[Problem to solve]: Restate every entry word for word.

[Data for this task]:
⟨

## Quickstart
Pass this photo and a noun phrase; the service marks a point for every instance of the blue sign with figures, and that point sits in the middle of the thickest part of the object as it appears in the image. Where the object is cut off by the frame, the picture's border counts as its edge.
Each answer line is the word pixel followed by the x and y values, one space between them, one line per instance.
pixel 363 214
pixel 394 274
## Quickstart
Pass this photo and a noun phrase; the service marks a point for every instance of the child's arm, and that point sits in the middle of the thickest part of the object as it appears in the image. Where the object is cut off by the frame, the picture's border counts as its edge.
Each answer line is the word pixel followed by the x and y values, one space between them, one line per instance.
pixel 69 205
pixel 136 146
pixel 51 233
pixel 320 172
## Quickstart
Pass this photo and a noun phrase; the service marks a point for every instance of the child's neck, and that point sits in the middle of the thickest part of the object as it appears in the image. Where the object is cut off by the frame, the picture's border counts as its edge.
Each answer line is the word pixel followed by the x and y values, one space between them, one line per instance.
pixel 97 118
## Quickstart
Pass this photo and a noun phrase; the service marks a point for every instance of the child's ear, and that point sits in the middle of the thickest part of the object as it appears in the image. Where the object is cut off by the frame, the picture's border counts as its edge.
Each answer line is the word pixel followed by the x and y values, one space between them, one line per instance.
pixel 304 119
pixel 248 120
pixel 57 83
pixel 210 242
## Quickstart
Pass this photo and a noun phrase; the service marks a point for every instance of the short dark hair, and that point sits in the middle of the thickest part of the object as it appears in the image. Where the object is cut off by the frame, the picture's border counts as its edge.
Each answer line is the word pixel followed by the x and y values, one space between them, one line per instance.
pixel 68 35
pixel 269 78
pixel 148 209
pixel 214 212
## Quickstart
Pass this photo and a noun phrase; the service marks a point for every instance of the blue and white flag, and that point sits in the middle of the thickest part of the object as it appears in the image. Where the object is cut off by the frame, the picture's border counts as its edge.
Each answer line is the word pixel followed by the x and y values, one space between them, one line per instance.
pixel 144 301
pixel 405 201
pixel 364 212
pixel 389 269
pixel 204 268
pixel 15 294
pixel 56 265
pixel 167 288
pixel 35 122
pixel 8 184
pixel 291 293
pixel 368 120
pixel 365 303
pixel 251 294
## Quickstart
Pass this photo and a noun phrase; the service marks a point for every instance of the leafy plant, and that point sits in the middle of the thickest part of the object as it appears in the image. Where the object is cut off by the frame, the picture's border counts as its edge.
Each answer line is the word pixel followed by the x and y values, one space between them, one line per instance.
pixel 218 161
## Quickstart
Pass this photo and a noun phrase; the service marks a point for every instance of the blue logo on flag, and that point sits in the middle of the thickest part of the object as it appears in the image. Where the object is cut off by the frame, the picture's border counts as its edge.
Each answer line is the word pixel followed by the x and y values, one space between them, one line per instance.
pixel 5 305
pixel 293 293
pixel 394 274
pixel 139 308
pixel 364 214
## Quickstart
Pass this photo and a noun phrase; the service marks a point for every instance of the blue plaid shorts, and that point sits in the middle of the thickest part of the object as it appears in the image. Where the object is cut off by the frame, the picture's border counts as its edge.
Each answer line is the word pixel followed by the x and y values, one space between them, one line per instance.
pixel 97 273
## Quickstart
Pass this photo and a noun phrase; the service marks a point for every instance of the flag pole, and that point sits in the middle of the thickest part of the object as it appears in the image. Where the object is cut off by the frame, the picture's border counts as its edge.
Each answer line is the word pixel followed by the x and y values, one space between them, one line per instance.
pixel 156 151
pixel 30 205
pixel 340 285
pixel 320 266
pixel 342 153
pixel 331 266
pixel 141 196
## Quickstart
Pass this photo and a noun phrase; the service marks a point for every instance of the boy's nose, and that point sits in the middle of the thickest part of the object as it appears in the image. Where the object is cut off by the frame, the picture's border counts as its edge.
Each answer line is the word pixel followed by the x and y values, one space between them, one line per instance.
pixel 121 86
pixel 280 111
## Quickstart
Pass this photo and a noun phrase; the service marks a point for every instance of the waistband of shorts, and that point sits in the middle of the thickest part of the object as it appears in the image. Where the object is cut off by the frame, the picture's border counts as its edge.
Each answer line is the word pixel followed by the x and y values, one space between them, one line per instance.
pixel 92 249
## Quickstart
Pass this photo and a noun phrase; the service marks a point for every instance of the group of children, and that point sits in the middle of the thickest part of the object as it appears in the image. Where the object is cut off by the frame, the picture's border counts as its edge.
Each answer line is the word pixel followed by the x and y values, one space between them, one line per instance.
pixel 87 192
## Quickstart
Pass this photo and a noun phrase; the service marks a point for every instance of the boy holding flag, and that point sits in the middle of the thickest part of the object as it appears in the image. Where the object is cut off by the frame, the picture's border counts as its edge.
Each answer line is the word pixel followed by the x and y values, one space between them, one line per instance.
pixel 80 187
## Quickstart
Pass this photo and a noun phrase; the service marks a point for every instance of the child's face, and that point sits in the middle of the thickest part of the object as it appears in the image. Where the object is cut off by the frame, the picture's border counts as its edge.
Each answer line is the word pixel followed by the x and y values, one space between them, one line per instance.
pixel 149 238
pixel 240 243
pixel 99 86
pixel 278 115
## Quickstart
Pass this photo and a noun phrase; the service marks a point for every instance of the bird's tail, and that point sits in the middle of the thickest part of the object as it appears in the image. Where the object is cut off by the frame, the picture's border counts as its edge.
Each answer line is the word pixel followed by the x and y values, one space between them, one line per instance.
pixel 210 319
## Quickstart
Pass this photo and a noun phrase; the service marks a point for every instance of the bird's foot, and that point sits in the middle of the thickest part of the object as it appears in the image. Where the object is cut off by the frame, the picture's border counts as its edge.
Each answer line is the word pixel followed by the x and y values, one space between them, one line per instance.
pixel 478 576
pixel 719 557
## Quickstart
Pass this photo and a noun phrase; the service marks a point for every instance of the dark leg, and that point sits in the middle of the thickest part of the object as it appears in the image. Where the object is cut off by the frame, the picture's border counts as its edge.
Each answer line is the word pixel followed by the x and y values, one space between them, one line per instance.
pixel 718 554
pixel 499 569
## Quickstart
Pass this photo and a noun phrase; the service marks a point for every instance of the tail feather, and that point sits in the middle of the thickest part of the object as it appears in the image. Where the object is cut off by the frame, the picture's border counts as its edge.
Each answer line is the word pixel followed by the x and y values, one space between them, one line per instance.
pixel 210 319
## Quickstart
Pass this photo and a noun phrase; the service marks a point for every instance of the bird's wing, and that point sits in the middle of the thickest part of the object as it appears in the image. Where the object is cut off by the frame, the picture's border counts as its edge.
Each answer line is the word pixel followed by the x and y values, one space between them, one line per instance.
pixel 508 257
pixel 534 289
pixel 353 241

⟩

[Task result]:
## Quickstart
Pass this photo and a noun phrase; the service marks a point for every instance of the blue sign with figures, and that point sits in the middle of the thickest part of the object as it appears in the image. Where the object is cut off by the frame, the picture's border counts as its edge.
Each answer line is the word pixel followed by the x and y values, one space between them, one line per instance.
pixel 363 214
pixel 394 274
## Quickstart
Pass this photo and a noun phrase; the service marks a point for every instance of the child's arm, and that point sits in the middle of the thickest part of the object as it appears in the image. Where the object is cut off by the frame, the picture's border counts as its edge.
Each answer line is the word pixel followed by the x and y values, one space between them, one line per instance.
pixel 69 205
pixel 136 146
pixel 51 233
pixel 320 172
## Quickstart
Pass this photo and a noun phrase; the service marks a point for every instance of the child's neck, and that point sits in the middle of the thickest part of the object as it appears in the image. Where the object is cut off by the frame, the picture's border counts as its edge.
Each answer line is the word pixel followed by the x and y values, one space between them, one line per instance.
pixel 97 118
## Quickstart
Pass this photo and a noun phrase; the service marks a point for every instance of the child's ear, and that point sits in the middle of the thickest part of the object as it appears in the image. Where the object is cut off by the frame, the picture's border counts as its edge.
Each answer line is the word pixel followed by the x and y values, one space between them, one line per instance.
pixel 304 119
pixel 248 120
pixel 57 83
pixel 210 242
## Quickstart
Pass this photo and a noun phrase; the service marks a point for every instance of the short dark hair, and that point sits in the middle of the thickest part of the object as it appears in the image. Where the object is cut off by the frame, the picture's border counts as its edge.
Each answer line is the word pixel followed by the x and y values, one space between them, one line per instance.
pixel 68 35
pixel 269 78
pixel 148 209
pixel 214 212
## Quickstart
Pass this photo and a noun phrase; the service marks a point for every instance of the blue and white flag, and that point sits in the middle of the thickest part of the object as it appears in the image. Where the object is cut off by the frame, the picture's border counts as its edge.
Each answer line is the word pixel followed by the x and y values, one space between them, one line per instance.
pixel 144 301
pixel 405 201
pixel 364 212
pixel 389 269
pixel 204 268
pixel 15 294
pixel 56 265
pixel 167 288
pixel 35 122
pixel 8 184
pixel 291 293
pixel 368 120
pixel 365 303
pixel 251 294
## Quickstart
Pass this photo and a noun phrase; the service marks a point for every instance of the leafy plant, and that point sits in the middle of the thickest part of the object as it appears in the image. Where the object is cut off by the frame, the picture's border counts as its edge.
Each answer line is the word pixel followed by the x and y values, one space between them, one line per instance.
pixel 218 161
## Quickstart
Pass this photo and a noun phrase; the service marks a point for every instance of the blue logo on flag, and that point sits in the middle of the thickest part of the object as it appears in the image. Where the object is cut off by the frame, the picture's border counts as its edge.
Each answer line is the word pixel followed by the x and y values, one space between them, one line per instance.
pixel 5 305
pixel 293 293
pixel 394 274
pixel 139 308
pixel 364 214
## Quickstart
Pass this photo and a noun phrase; the service marks a point for every instance of the blue plaid shorts, and that point sits in the middle of the thickest part of the object as it appears in the image. Where the object is cut off by the frame, the picture's border counts as its edge.
Each answer line is the word pixel followed by the x and y values, one space between them, one line per instance.
pixel 97 273
## Quickstart
Pass this photo and a noun phrase; the service marks a point for every instance of the flag pole, and that point sits in the middle of the thickest part of the object as it appears in the image. Where the object is cut off by the frame, the picture's border counts as its edge.
Each answer line is the word pixel followed by the x and y values, one space between them, one line per instance.
pixel 156 151
pixel 30 205
pixel 340 285
pixel 320 266
pixel 342 153
pixel 331 266
pixel 141 196
## Quickstart
Pass this photo and a noun phrase; the service marks a point for every instance of the boy's nose, and that point sits in the middle of the thickest part of the object as it appears in the image. Where the object is cut off by the frame, the picture's border counts as its edge.
Each answer line is the word pixel followed by the x and y values, one space between them, one line per instance.
pixel 121 86
pixel 280 111
## Quickstart
Pass this photo and a noun phrase; the service marks a point for every instance of the waistband of shorts, and that point sits in the middle of the thickest part of the object as it appears in the image. Where the object is cut off by the frame, the picture's border counts as its edge.
Each answer line is the word pixel followed by the x and y values, one space between them, one line per instance.
pixel 92 249
## Quickstart
Pass this photo and a noun phrase; the service marks a point for every instance of the group of children, and that point sits in the middle of the thickest part of the object as it appears in the image. Where the object is cut off by the frame, the picture's border counts as its edge.
Each answer line is the word pixel followed by the x and y values, one space between them, one line per instance.
pixel 87 192
## Quickstart
Pass this photo and a noun phrase; the service marks a point for every instance of the boy holding flag, and that point sits in the middle of the thickest part of the object as it appears in the image. Where the object is cut off by the frame, the picture's border counts as its edge.
Each answer line is the word pixel followed by the x and y values, one space between them, one line per instance.
pixel 80 187
## Quickstart
Pass this photo and a noun phrase; the service marks a point for every instance of the child's face, and that point sits in the middle of the thickest part of the object as it appears in the image. Where the object is cut off by the frame, the picture's border counts as its edge.
Each answer line is the word pixel followed by the x and y values, one space between them, one line per instance.
pixel 149 238
pixel 240 243
pixel 99 86
pixel 278 115
## Quickstart
Pass this photo and a noun phrase; the service marks a point for every instance of the bird's tail, and that point sits in the middle of the thickest part of the object as it appears in the image. Where the object is cut off by the frame, the picture's border counts as its edge.
Each answer line is the word pixel followed by the x and y values, one space between them, one line per instance.
pixel 210 319
## Quickstart
Pass this photo and a noun phrase; the service marks a point for every instance of the bird's foot, and that point sits in the middle of the thickest part of the object as it appears in the image. Where the object is cut off by the frame, the picture's border counts as its edge.
Each answer line is the word pixel followed by the x and y values, one space between them, one line per instance.
pixel 478 576
pixel 719 557
## Quickstart
Pass this photo and a noun phrase; the service marks a point for every instance of the dark leg, and that point sits in the middle of the thickest part of the object as it appears in the image. Where the object is cut off by the frame, the picture's border counts as its edge.
Each answer line is the word pixel followed by the x and y values, one space between them, one line per instance.
pixel 718 554
pixel 499 569
## Quickstart
Pass this photo and a noun phrase; the service marks a point for every instance of the tail feather, and that point sits in the middle of the thickest part of the object as it appears in the image. Where the object is cut off by the frame, the picture's border counts as its edge.
Each answer line is the word pixel followed by the x and y values, one space between them, one line per instance.
pixel 210 319
## Quickstart
Pass this photo and a noun phrase; the service marks a point for every instance of the bird's wing, and that point sits in the middle of the thickest part of the object as it appears in the image. Where the object is cut off by the frame, the picture's border counts as its edge.
Each answer line is the word pixel followed by the x and y values, one space between them, one line per instance.
pixel 508 257
pixel 534 289
pixel 353 241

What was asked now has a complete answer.